**Work to be completed:**
How many lines in the listing below contain the string "outlet", matching case exactly? Reply with the number only.

**Provided data:**
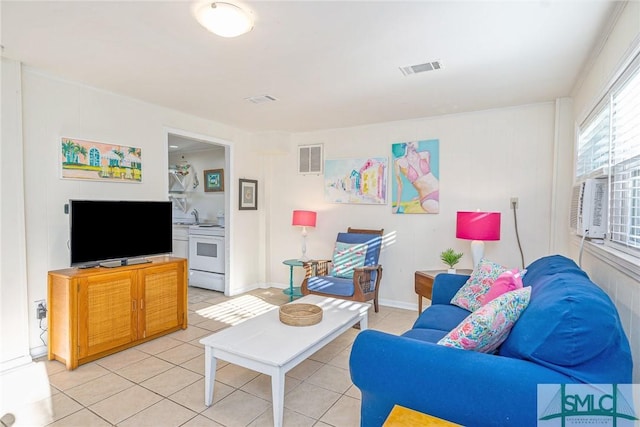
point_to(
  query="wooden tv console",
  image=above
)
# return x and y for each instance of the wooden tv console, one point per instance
(98, 311)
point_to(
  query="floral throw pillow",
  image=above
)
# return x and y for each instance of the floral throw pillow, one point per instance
(510, 280)
(346, 257)
(485, 329)
(471, 294)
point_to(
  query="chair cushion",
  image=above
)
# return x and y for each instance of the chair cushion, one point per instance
(373, 242)
(331, 285)
(346, 257)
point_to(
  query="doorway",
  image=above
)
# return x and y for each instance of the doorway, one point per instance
(191, 158)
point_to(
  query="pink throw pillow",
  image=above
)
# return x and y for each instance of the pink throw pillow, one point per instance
(510, 280)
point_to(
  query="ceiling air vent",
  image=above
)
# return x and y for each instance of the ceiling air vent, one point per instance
(261, 99)
(420, 68)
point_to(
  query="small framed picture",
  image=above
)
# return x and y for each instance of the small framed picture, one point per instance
(214, 180)
(248, 195)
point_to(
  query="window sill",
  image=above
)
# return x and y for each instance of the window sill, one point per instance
(619, 260)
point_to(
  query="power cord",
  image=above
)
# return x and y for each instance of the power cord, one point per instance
(515, 222)
(42, 314)
(42, 333)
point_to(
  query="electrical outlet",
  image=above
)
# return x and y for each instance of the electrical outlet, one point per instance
(41, 309)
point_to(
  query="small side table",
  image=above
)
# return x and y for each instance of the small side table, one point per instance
(293, 292)
(424, 283)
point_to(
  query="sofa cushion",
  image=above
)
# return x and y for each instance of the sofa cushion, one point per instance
(346, 257)
(470, 295)
(570, 326)
(486, 328)
(331, 285)
(429, 335)
(548, 266)
(510, 280)
(441, 317)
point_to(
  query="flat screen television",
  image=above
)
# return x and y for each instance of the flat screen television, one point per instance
(112, 233)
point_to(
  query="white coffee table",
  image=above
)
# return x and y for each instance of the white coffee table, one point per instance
(266, 345)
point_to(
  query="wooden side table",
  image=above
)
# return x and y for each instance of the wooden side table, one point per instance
(293, 291)
(424, 283)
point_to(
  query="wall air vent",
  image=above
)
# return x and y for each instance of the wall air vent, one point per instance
(420, 68)
(310, 159)
(261, 99)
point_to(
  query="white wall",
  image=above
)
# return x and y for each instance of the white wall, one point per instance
(622, 287)
(54, 108)
(14, 350)
(485, 158)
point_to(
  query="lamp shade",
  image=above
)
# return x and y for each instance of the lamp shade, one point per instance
(478, 225)
(304, 218)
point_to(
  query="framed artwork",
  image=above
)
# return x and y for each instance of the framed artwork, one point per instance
(214, 180)
(416, 183)
(96, 161)
(248, 195)
(358, 181)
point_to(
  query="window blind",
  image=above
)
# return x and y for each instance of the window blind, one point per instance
(609, 139)
(624, 214)
(593, 143)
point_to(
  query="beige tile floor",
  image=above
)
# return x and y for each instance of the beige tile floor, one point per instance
(161, 383)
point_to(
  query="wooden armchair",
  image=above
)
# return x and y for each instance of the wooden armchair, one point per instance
(332, 278)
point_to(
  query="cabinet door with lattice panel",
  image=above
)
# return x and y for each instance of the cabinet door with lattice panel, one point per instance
(107, 310)
(162, 304)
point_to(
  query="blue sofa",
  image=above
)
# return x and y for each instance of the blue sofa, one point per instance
(569, 333)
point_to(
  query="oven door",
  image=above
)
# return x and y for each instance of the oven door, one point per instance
(206, 253)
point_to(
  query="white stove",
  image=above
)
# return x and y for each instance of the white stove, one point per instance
(206, 230)
(206, 256)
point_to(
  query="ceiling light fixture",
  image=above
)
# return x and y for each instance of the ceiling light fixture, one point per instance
(224, 19)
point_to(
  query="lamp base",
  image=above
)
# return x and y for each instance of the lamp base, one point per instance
(477, 251)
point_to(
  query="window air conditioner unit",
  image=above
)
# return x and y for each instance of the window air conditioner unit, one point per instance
(589, 208)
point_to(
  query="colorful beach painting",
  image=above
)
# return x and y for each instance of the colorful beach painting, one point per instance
(89, 160)
(359, 181)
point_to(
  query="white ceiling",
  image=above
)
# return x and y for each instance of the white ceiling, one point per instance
(329, 63)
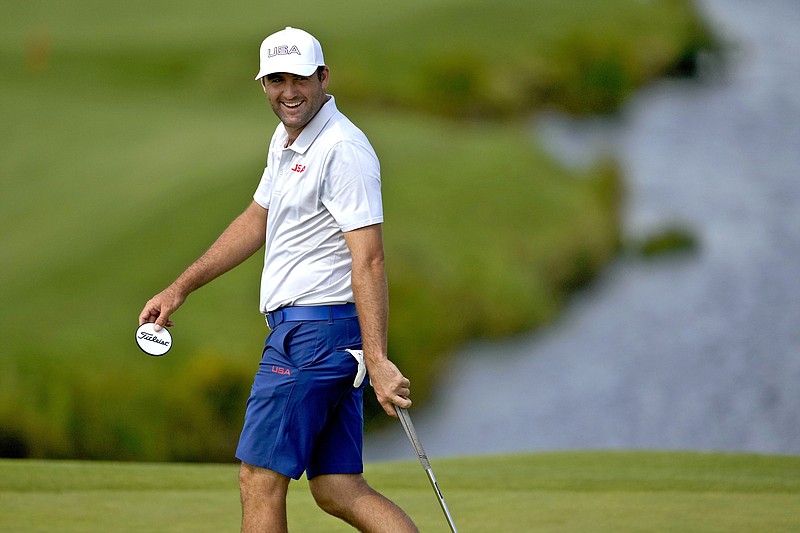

**Completed task:**
2